Selection →
▼

Indecent prints are the most demoralizing of all the forms that the imitative arts can take. No parents give such pictures to their children, but they cannot always prevent them from being seen, because they often appear in shop-windows, at least in London. The mischief which such prints cause depends on the age and temperament of the spectator: that they do much harm in many cases is notorious. An efficient system of police might possibly check the appearance of such prints in windows, though the question between the boundary of decency and indecency would be often violently disputed. With such kind of prints, however, we have no further concern here, than merely to say that they, as well as those mentioned just before, belong to one large class, which comprehends all prints of all kinds that tend to fix in the mind either false fears or false desires. By fears and desires that are false we mean, as to the first, fears which are an indefinite apprehension of some evil, but are not fears of that class which tend to determine conduct in the right way; as to the second, we mean such notions of present or future pleasure as are not founded in truth, and are proved by general experience to cause misery and not happiness.

According to these principles we object to many prints, which appear in religious books, such as representations of the torments of the wicked in a future life; for, though it has been declared that the wicked shall be punished, we do not know the precise mode of the punishment, nor can we, without a gross act of folly, attempt to represent such subjects. On these principles we object also to some of the illustrations which appear

in such books as Mant's and D'Oyley's Bible, though they are all taken from pictures of various degrees of excellence. None of these illustrations, however, are so absurd as some which appear in the older Bibles, and in various books of devotion. Our objection to most pictorial illustrations of this class is, that they are bad for children, because they are either not the representation of a truth, or because they attempt to represent something which cannot be represented; whether or not they are good for older people is not now our business to inquire.

▲

Written tasks →
• A. Can you reproduce, word for word, the stretch of the passage on prints from "in such books" through "business to inquire."?
• B. Which books or kinds of books does the passage on prints name as containing illustrations it objects to?
You won't need the records for any of this.

Provided data →
▼

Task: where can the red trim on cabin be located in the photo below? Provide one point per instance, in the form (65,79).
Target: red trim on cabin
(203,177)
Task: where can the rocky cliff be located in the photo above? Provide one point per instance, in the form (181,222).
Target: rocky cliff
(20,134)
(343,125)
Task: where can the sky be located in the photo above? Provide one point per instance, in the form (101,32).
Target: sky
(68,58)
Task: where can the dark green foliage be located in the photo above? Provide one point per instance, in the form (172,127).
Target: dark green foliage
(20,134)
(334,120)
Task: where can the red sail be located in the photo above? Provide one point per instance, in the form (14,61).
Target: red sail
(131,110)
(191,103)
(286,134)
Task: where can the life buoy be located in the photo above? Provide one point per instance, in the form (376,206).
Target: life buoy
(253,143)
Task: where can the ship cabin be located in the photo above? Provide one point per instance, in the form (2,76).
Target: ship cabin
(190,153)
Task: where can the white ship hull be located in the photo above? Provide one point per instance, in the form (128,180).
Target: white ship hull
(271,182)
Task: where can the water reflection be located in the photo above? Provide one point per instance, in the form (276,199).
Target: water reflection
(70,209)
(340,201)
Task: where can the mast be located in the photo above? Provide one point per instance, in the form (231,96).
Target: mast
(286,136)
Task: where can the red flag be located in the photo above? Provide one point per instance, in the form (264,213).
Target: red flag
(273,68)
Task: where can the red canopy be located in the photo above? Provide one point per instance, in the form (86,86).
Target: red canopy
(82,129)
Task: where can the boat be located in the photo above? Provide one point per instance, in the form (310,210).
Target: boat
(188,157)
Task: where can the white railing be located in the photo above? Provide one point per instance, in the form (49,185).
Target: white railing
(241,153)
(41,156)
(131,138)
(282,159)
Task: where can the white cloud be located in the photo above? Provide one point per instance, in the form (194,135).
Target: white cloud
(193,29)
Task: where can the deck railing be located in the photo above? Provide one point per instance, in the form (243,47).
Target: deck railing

▲

Replies →
• A.
in such books as Mant's and D'Oyley's Bible, though they are all taken from pictures of various degrees of excellence. None of these illustrations, however, are so absurd as some which appear in the older Bibles, and in various books of devotion. Our objection to most pictorial illustrations of this class is, that they are bad for children, because they are either not the representation of a truth, or because they attempt to represent something which cannot be represented; whether or not they are good for older people is not now our business to inquire.

• B.
- Religious books
- Mant's and D'Oyley's Bible
- The older Bibles
- Various books of devotion